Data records
BEGIN
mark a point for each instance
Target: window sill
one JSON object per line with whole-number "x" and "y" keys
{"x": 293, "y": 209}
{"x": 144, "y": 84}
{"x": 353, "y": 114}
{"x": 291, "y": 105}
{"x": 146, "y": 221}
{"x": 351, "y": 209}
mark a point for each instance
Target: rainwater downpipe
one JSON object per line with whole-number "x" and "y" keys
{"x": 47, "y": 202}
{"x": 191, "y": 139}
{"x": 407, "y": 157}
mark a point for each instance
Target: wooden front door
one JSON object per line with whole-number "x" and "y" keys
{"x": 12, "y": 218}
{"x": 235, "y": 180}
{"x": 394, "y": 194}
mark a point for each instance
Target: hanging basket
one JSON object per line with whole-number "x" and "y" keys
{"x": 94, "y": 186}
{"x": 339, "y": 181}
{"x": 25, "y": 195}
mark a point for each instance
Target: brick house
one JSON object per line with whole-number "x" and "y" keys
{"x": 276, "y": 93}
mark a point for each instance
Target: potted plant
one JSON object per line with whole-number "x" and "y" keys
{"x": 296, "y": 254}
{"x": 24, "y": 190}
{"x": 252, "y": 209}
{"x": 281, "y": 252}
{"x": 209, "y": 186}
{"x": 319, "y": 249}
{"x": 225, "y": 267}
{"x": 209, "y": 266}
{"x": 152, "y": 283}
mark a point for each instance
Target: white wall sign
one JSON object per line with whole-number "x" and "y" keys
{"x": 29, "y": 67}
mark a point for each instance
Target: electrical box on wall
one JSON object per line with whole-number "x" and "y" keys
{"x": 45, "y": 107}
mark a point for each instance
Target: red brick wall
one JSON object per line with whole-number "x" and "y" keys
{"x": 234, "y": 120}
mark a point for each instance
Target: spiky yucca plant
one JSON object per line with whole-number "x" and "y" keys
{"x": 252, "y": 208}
END
◆ Problem to work on:
In the records above, find each line with the word "wall" and copy it out.

◆ Exercise answer:
Target: white wall sign
Target: electrical box on wall
Target: red brick wall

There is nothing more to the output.